* Excerto do documento:
+ + + + + + +

Os tempos em que se pedalava com cigarros no bolso e vinho no bidon ficaram para trás, mas há um ritual que resiste aos avanços científicos do ciclismo moderno: o brinde com champanhe após uma vitória na
Volta a França. Apesar do escrutínio cada vez maior sobre tudo o que entra no corpo de um ciclista, a taça de espumante continua a marcar presença à mesa, dividindo opiniões entre corredores, nutricionistas e adeptos da velha guarda.
Tradição ou superstição?
Tim Merlier, vencedor de duas etapas nesta edição da Volta a França, não hesita em defender o brinde. “Acabo sempre o meu copo”, confessou ao
Nieuwsblad. “Bebemos copos mesmo pequenos e acho que é uma boa tradição.” Para Merlier, o momento não se resume à bebida, mas sim ao símbolismo da conquista e coesão da equipa durante o jantar de celebração.

+ + + + + + +

* Excerto dos dados:
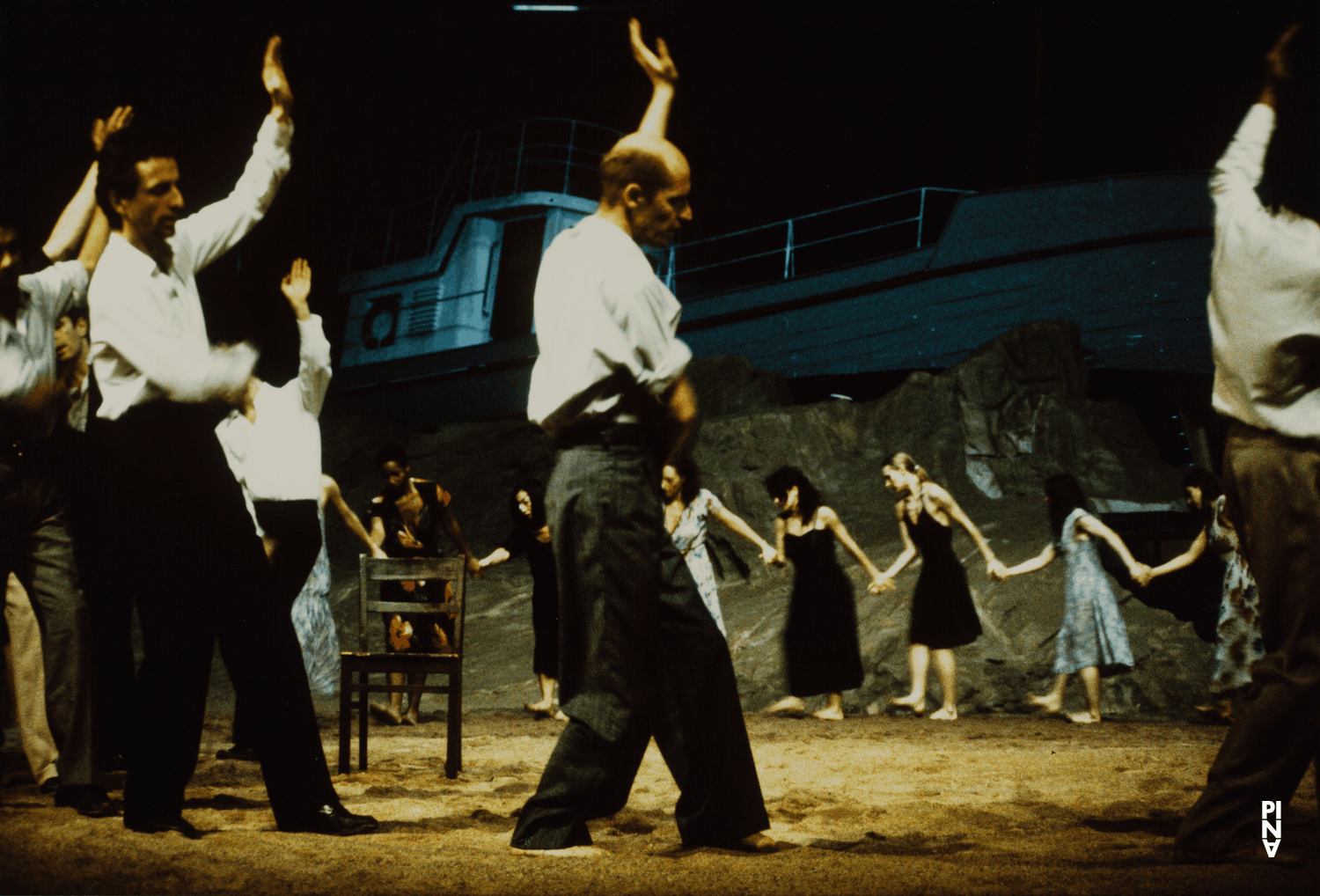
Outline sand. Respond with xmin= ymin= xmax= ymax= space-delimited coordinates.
xmin=0 ymin=698 xmax=1320 ymax=896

+ + + + + + +

* Instruções: Prossegue o texto sobre o brinde com champanhe na Volta a França a partir da última frase apresentada.

* Resposta:
Gianni Vermeersch, seu compatriota da Alpecin-Deceuninck, alinha na mesma lógica: “Ganhar uma etapa no Tour é verdadeiramente único, e esse brinde faz parte de perceber que alcançamos algo.”
O espírito de equipa parece ser o verdadeiro ingrediente neste ritual. Karolien Retor, nutricionista da Soudal - Quick-Step, minimiza o impacto da bebida: “Toda a gente brinda por espírito de grupo, mas nem todos os ciclistas bebem tudo.”
Mais psicológico do que fisiológico
Laurenz Rex, da Intermarché-Wanty, vê no brinde uma questão de gosto e equilíbrio mental: “Se o sabor for bom, então bebemo-lo. Como ciclistas, temos sempre de encontrar o equilíbrio certo entre desempenho e bem-estar mental. E acho que uma taça de champanhe ajuda-nos mais mentalmente do que fisicamente.”
Edward Theuns partilha da visão simbólica do momento. “Não há certamente nenhuma celebração exuberante. Isso simplesmente não é aceitável durante o Tour. Para mim, é apenas uma questão de tradição.”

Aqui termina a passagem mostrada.